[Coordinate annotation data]
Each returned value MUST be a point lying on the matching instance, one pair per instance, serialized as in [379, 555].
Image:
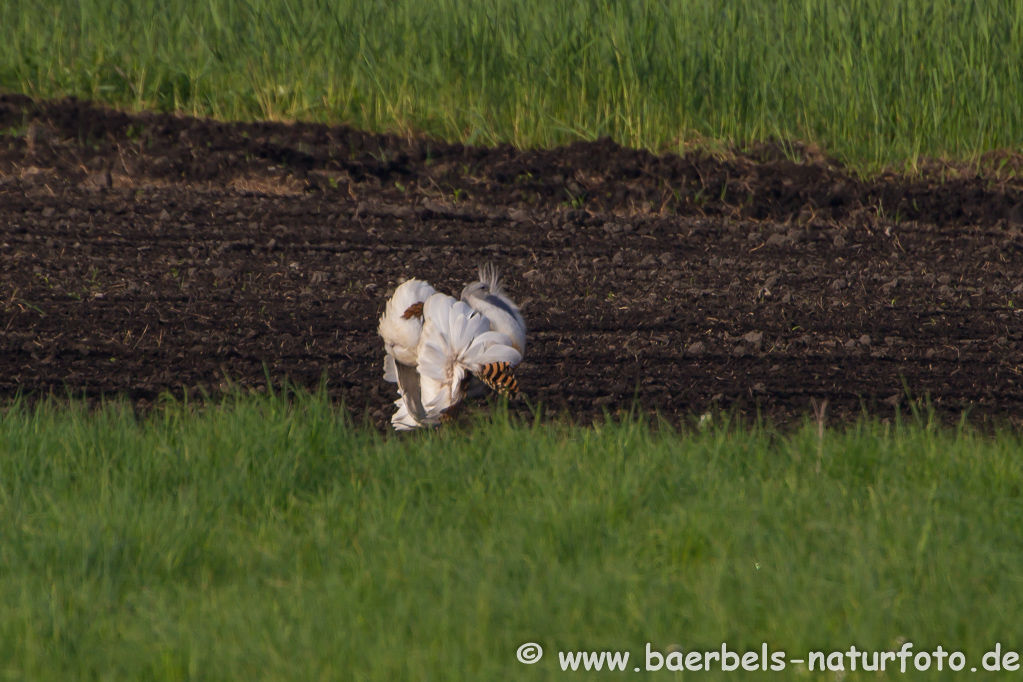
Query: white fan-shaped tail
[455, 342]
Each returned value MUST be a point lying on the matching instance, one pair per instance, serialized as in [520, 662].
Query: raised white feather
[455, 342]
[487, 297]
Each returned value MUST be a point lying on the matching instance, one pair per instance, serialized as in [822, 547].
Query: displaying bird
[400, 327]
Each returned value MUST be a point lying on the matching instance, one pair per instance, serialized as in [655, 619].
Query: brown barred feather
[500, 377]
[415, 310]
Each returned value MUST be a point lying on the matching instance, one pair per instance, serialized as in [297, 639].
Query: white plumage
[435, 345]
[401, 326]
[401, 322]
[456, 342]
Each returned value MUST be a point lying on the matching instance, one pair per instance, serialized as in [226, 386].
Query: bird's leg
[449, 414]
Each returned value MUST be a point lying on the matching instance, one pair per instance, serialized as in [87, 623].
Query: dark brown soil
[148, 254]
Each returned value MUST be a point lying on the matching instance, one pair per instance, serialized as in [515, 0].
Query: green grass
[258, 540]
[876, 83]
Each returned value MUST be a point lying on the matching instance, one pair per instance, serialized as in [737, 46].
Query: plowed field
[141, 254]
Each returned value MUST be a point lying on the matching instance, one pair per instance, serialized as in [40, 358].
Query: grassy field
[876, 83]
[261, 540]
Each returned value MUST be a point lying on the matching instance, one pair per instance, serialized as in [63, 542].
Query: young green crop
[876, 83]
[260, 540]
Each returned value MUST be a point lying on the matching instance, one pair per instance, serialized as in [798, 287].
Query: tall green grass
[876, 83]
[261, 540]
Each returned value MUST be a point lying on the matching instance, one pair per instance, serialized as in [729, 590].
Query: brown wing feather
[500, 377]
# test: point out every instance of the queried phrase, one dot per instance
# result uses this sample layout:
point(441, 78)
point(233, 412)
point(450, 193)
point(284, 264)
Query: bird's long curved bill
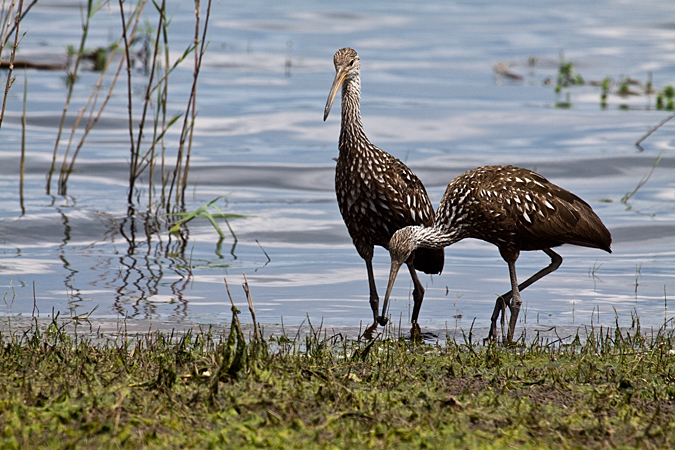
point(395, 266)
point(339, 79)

**GOAL**: Write out all of the data above again word for word, omitting the pictures.

**TASK OUTPUT**:
Each returned value MUST be a point lying on the matching instance, one pair per instance, serialized as in [379, 555].
Image:
Query: white fan-shaped tail
[455, 342]
Each returned value MUST be a point lying on the matching instance, one pair per instance, serialized as in [520, 662].
Query: raised white feather
[455, 342]
[487, 297]
Each returned value MUST be a point lying on the matching instance, one pair per instance, serialized as in [822, 547].
Query: displaying bird
[400, 327]
Each returned value MUST be a point lying on the matching instance, one pair per instance, serialized as in [655, 619].
Query: brown barred feather
[500, 377]
[415, 310]
Each returned value MUST be a point lying on the matching instance, one pair per instance, serialized as in [297, 639].
Query: white plumage
[435, 345]
[401, 326]
[401, 322]
[456, 342]
Each returned value MUST be a point lying on the matching instance, one pair per instance, serialized as in [226, 386].
Query: bird's leg
[449, 414]
Each returned value MUST be a point lying on the matching instance, one pair per instance, serialized as in [87, 623].
Query: dark brown soil
[148, 254]
Each returned value MUST be a point lying on the matching instance, one pair per instance, serialized as in [515, 0].
Query: green grass
[258, 540]
[876, 83]
Each returned value MUST be a point lying on the matching instance, one pair per instance, serialized as in [737, 46].
Query: plowed field
[141, 254]
Each returned value MUST be a point lying on the matching instance, one pair per instance, serialized as in [40, 358].
Query: grassy field
[876, 83]
[261, 540]
Each returned value MUST be a point lying on the matching instance, one pair per instance, serialized as in [63, 542].
Query: young green crop
[876, 83]
[260, 540]
Each returned value MUST be a point lying on the matching instance, one pair per instance, serialized as in [798, 287].
Query: tall green grass
[876, 83]
[261, 540]
Each returned value MUST be a point lying on the matching instance, one pair per instance, serialized as in [729, 590].
Query: brown wing feather
[500, 377]
# test: point out every instance of the queried phrase, one dot per instance
# result uses this sample layout:
point(441, 78)
point(233, 412)
point(450, 193)
point(284, 264)
Query: bird's long curved bill
point(395, 266)
point(339, 79)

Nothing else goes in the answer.